Pick out every line in the records below that contains the word "cabinet", and copy each one in full.

==========

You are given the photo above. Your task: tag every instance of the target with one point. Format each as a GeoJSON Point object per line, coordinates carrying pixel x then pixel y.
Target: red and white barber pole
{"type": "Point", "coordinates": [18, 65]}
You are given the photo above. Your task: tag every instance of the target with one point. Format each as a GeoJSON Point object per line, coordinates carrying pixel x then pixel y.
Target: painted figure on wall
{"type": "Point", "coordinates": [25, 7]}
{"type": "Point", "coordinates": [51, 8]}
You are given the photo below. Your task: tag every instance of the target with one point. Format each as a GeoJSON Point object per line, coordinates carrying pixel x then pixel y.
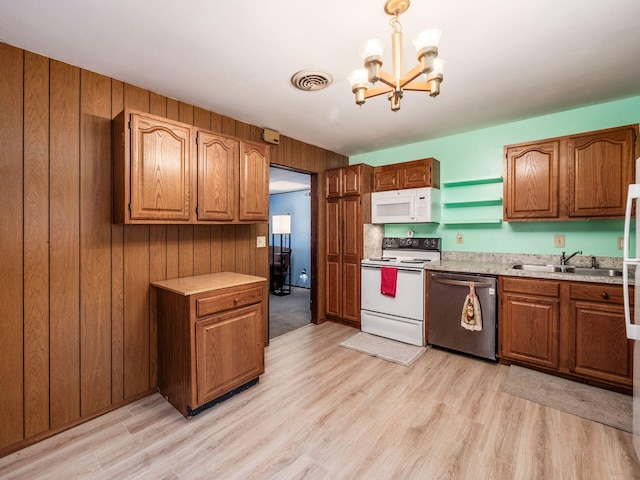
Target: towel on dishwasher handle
{"type": "Point", "coordinates": [471, 318]}
{"type": "Point", "coordinates": [388, 281]}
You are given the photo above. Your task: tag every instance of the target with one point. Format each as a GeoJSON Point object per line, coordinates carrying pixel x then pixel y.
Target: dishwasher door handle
{"type": "Point", "coordinates": [462, 283]}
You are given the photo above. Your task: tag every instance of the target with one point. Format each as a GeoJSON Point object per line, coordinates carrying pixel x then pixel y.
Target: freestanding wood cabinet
{"type": "Point", "coordinates": [572, 177]}
{"type": "Point", "coordinates": [348, 208]}
{"type": "Point", "coordinates": [210, 339]}
{"type": "Point", "coordinates": [413, 174]}
{"type": "Point", "coordinates": [572, 329]}
{"type": "Point", "coordinates": [170, 172]}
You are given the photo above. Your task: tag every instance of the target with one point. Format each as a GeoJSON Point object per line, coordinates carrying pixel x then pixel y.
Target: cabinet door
{"type": "Point", "coordinates": [254, 182]}
{"type": "Point", "coordinates": [531, 181]}
{"type": "Point", "coordinates": [229, 351]}
{"type": "Point", "coordinates": [415, 176]}
{"type": "Point", "coordinates": [529, 329]}
{"type": "Point", "coordinates": [160, 169]}
{"type": "Point", "coordinates": [386, 178]}
{"type": "Point", "coordinates": [351, 180]}
{"type": "Point", "coordinates": [217, 177]}
{"type": "Point", "coordinates": [333, 183]}
{"type": "Point", "coordinates": [600, 348]}
{"type": "Point", "coordinates": [351, 257]}
{"type": "Point", "coordinates": [600, 168]}
{"type": "Point", "coordinates": [333, 280]}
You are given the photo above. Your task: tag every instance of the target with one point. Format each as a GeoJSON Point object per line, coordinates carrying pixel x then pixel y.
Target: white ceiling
{"type": "Point", "coordinates": [505, 59]}
{"type": "Point", "coordinates": [282, 180]}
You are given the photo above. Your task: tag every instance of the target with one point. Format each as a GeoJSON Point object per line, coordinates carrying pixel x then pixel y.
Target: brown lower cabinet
{"type": "Point", "coordinates": [572, 329]}
{"type": "Point", "coordinates": [210, 339]}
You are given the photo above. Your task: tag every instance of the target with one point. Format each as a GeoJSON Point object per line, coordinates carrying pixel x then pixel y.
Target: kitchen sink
{"type": "Point", "coordinates": [544, 268]}
{"type": "Point", "coordinates": [604, 272]}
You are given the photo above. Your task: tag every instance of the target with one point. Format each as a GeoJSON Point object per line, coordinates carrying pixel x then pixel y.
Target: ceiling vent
{"type": "Point", "coordinates": [311, 80]}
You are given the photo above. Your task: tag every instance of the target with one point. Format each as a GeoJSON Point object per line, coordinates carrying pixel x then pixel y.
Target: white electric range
{"type": "Point", "coordinates": [399, 317]}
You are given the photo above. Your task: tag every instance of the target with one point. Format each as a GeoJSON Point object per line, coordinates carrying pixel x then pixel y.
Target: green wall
{"type": "Point", "coordinates": [479, 154]}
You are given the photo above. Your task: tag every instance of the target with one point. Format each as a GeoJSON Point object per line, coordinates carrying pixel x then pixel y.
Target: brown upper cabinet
{"type": "Point", "coordinates": [572, 177]}
{"type": "Point", "coordinates": [345, 181]}
{"type": "Point", "coordinates": [169, 172]}
{"type": "Point", "coordinates": [413, 174]}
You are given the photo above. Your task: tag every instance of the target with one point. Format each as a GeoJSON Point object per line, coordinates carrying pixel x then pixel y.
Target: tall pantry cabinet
{"type": "Point", "coordinates": [348, 208]}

==========

WRITTEN RESPONSE.
Target: freestanding wood cabinet
Target: cabinet door
Target: brown lower cabinet
Target: brown upper cabinet
Target: tall pantry cabinet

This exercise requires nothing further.